Request: Gather every line of the records that contains the string "blue".

(Items from a dataset)
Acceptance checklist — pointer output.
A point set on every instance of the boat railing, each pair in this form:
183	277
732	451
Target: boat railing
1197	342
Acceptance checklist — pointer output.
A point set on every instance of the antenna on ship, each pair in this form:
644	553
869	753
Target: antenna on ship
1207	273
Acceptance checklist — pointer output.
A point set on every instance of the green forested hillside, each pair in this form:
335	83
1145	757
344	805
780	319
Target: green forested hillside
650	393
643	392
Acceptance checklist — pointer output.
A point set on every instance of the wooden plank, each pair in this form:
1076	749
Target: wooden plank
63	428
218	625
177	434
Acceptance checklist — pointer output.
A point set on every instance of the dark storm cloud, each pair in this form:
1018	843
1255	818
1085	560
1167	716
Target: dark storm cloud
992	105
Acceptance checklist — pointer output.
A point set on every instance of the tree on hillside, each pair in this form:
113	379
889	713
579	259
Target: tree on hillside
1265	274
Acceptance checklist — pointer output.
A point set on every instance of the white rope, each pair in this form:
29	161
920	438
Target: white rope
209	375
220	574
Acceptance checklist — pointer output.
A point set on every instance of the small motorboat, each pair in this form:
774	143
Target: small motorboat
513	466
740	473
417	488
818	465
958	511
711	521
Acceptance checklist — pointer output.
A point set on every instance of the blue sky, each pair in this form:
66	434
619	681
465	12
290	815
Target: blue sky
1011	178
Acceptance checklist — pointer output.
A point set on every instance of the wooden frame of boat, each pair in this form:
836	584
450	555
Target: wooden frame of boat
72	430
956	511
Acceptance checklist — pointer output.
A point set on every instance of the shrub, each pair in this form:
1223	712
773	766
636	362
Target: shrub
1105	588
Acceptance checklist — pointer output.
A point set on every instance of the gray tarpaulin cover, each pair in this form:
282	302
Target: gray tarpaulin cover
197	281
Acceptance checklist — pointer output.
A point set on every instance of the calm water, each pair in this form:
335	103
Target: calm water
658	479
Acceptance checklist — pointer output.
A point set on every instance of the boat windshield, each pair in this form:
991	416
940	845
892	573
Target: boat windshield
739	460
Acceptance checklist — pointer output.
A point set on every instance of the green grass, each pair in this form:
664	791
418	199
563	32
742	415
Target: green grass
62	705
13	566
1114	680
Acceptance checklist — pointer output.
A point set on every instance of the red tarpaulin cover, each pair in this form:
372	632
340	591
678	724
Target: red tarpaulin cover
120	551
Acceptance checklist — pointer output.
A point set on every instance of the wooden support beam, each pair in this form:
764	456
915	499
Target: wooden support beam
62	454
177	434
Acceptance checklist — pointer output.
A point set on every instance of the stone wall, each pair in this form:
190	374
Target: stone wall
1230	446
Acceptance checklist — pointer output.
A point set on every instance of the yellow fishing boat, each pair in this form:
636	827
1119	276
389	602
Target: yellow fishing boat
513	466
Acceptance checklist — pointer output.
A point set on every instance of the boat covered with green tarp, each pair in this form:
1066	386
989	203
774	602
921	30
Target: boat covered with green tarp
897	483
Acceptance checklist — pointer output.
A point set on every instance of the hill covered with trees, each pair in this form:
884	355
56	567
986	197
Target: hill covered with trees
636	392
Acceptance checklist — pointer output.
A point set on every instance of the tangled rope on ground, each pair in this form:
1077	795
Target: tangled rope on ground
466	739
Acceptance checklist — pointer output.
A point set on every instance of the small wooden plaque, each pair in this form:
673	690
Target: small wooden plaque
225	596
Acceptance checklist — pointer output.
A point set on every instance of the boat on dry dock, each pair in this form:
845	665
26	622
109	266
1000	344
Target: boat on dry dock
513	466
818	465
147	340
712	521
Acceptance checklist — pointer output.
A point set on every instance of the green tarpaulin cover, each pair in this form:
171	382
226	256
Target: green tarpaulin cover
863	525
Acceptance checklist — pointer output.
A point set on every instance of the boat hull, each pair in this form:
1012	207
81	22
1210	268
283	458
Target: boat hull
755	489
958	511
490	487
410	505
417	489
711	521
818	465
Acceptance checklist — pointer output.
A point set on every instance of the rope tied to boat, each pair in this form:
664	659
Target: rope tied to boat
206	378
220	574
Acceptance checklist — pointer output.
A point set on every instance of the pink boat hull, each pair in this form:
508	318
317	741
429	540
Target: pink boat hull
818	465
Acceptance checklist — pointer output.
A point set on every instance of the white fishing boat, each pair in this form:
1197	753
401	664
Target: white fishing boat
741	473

Final result:
A point set on every instance of the blue sky, each pair in this form:
Target: blue sky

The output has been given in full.